**Directions for this task:** Reproduce the listing below, substituting "self-terminating" for every occurrence of "self-closing" and leaving all other text unchanged.

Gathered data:
______

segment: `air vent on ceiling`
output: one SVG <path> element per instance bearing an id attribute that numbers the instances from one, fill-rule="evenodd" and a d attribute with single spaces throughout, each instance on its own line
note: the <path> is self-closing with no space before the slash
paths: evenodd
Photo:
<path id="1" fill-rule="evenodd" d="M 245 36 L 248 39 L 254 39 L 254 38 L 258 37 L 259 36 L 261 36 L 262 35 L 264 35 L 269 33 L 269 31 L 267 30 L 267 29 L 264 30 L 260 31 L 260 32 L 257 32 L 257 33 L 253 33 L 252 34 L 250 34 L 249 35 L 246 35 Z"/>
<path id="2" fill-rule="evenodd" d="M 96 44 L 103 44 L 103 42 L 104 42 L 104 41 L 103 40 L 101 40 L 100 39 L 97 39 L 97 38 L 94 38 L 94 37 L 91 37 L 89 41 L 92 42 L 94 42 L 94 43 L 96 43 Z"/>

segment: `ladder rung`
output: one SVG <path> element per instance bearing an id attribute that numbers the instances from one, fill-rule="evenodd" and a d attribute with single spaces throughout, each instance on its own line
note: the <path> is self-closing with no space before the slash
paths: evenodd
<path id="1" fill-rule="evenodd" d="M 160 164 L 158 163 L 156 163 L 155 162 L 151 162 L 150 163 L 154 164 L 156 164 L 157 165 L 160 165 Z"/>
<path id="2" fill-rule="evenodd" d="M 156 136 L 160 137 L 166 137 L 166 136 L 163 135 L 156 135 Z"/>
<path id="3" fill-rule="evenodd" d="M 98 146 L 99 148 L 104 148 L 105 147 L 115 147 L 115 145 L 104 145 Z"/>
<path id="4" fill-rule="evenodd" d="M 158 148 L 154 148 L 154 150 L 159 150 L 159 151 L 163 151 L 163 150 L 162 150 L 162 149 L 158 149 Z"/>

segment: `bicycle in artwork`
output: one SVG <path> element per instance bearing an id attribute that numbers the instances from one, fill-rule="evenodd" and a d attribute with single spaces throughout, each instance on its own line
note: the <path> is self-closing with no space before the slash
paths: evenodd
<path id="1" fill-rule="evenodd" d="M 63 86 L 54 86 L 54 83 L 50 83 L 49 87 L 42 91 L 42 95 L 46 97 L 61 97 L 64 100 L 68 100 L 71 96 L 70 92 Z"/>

______

**Complete response:**
segment: `air vent on ceiling`
output: one SVG <path> element per instance bearing an id attribute that numbers the instances from one, fill-rule="evenodd" and a d attribute with single spaces throughout, each instance on its own line
note: the <path> is self-terminating with no space before the slash
paths: evenodd
Photo:
<path id="1" fill-rule="evenodd" d="M 245 36 L 248 39 L 254 39 L 254 38 L 258 37 L 259 36 L 261 36 L 262 35 L 264 35 L 269 33 L 269 31 L 267 30 L 267 29 L 264 30 L 260 31 L 260 32 L 257 32 L 257 33 L 253 33 L 252 34 L 250 34 L 249 35 L 246 35 Z"/>
<path id="2" fill-rule="evenodd" d="M 96 44 L 103 44 L 103 42 L 104 42 L 104 41 L 103 40 L 101 40 L 100 39 L 97 39 L 97 38 L 94 38 L 94 37 L 91 37 L 89 41 L 92 42 L 94 42 L 94 43 L 96 43 Z"/>

segment: `ladder rung`
output: one SVG <path> element per instance bearing an id attribute that numbers the instances from one, fill-rule="evenodd" and a d attribute with single spaces throughout, each instance on its own line
note: the <path> is self-terminating with no space before the slash
paths: evenodd
<path id="1" fill-rule="evenodd" d="M 160 164 L 158 163 L 156 163 L 155 162 L 151 162 L 150 163 L 154 164 L 156 164 L 157 165 L 160 165 Z"/>
<path id="2" fill-rule="evenodd" d="M 156 136 L 160 137 L 166 137 L 166 136 L 163 135 L 156 135 Z"/>
<path id="3" fill-rule="evenodd" d="M 98 146 L 99 148 L 104 148 L 105 147 L 115 147 L 115 145 L 104 145 Z"/>
<path id="4" fill-rule="evenodd" d="M 158 148 L 154 148 L 154 150 L 159 150 L 159 151 L 163 151 L 163 150 L 162 150 L 162 149 L 158 149 Z"/>

segment: `bicycle in artwork`
output: one SVG <path> element per instance bearing an id attribute that numbers the instances from one, fill-rule="evenodd" and a d attribute with single spaces throughout, each instance on its own line
note: the <path> is self-terminating with no space before the slash
paths: evenodd
<path id="1" fill-rule="evenodd" d="M 63 86 L 54 86 L 54 83 L 50 83 L 49 87 L 42 91 L 42 95 L 46 97 L 61 97 L 64 100 L 68 100 L 71 96 L 70 92 Z"/>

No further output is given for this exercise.